## START

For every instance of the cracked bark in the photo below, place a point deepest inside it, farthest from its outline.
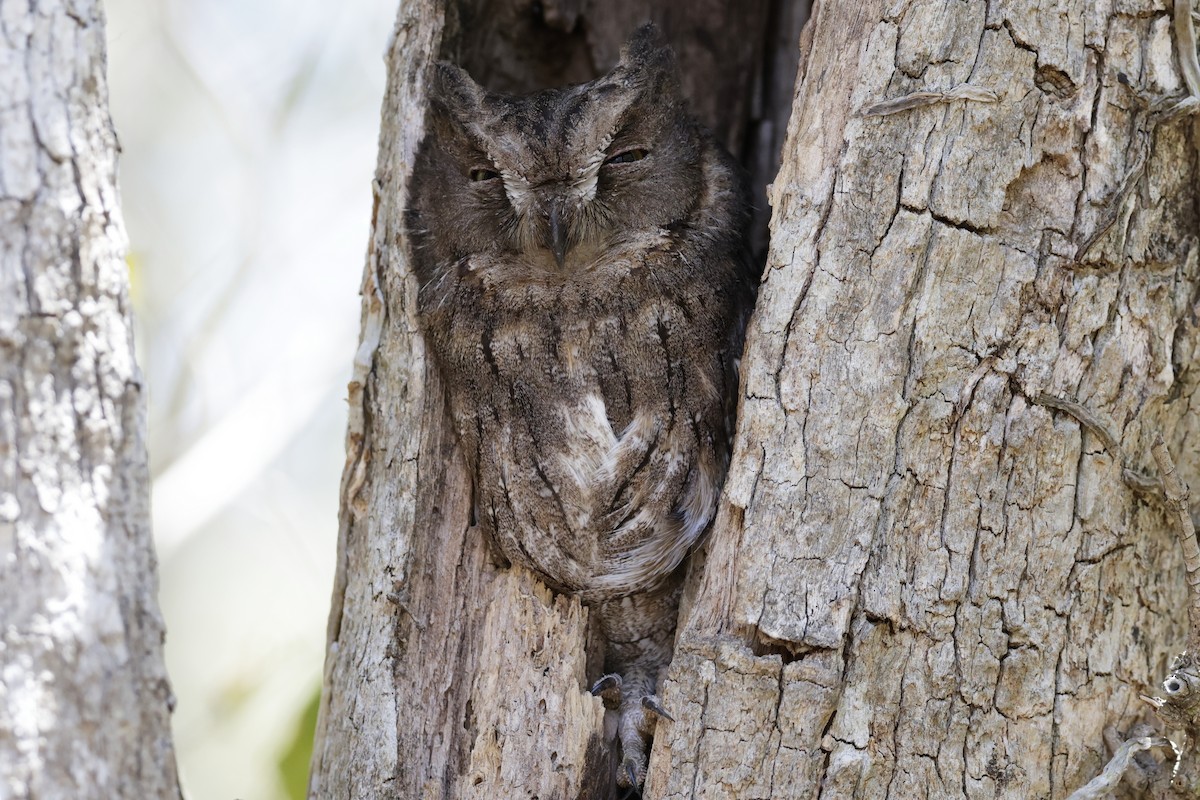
(921, 582)
(84, 699)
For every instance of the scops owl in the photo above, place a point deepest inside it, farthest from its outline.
(585, 283)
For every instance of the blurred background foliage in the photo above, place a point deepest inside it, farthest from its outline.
(249, 136)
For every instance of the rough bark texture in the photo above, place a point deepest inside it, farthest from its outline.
(84, 701)
(923, 581)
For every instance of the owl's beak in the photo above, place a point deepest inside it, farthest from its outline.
(558, 229)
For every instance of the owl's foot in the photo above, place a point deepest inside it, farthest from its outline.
(637, 714)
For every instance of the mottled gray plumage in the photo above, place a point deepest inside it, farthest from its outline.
(583, 289)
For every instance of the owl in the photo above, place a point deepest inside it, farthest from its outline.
(585, 284)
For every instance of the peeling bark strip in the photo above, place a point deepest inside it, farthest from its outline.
(84, 701)
(923, 583)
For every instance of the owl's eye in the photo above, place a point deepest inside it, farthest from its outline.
(628, 156)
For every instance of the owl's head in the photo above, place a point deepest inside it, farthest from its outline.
(557, 178)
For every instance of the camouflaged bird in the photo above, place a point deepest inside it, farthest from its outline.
(585, 284)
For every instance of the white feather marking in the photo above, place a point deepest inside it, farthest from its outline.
(585, 184)
(516, 187)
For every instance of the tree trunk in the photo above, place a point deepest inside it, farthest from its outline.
(924, 578)
(84, 699)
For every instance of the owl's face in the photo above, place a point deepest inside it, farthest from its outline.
(556, 179)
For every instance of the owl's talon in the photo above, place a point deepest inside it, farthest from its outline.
(651, 703)
(630, 768)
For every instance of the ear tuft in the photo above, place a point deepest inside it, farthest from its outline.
(647, 59)
(453, 90)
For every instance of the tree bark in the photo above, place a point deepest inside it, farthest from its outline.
(84, 699)
(925, 577)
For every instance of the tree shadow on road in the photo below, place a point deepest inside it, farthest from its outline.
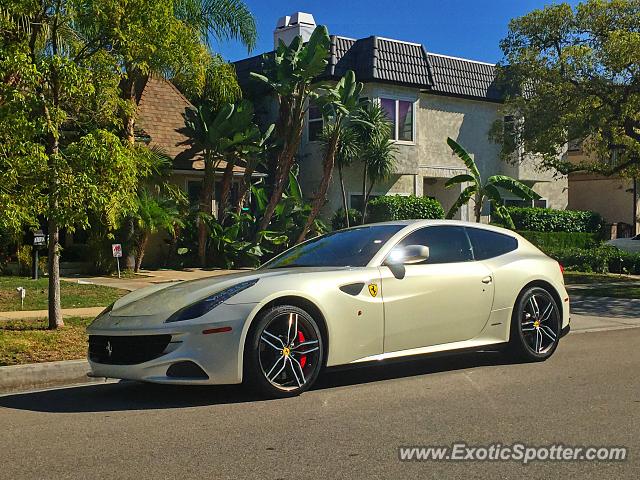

## END

_THE REQUEST:_
Can you rewrite the material from the line with "For every instance of the white" through the end, switching "owl's talon" to "owl's claw" and keeping everything else unchanged? Leave the pictures out.

_COMPLETED EXERCISE:_
For every instance of the white feather marking in the photo above, place a point deepest inside it, farthest from its outline.
(585, 184)
(516, 187)
For every instance of the tree trunk in the photo above, place a point deepest inside it, farthest from its outline.
(924, 578)
(84, 699)
For every instance of the owl's face in the photo above, place a point deepest inside it, farthest from its outline.
(556, 179)
For every instance of the owl's claw in the photo above, place a point deepest inside it, farthest from its outline.
(651, 703)
(630, 768)
For every instance of the ear tuft in the photo above, place a point deepest inside it, farthest from its outline.
(647, 59)
(453, 90)
For every instance of the tree bark in the photo above, place a point deepest inside it, farthest from its outline.
(84, 699)
(925, 577)
For every instance of the tree shadow on road in the photo below, place a point deepest inside it, farthest from its outline.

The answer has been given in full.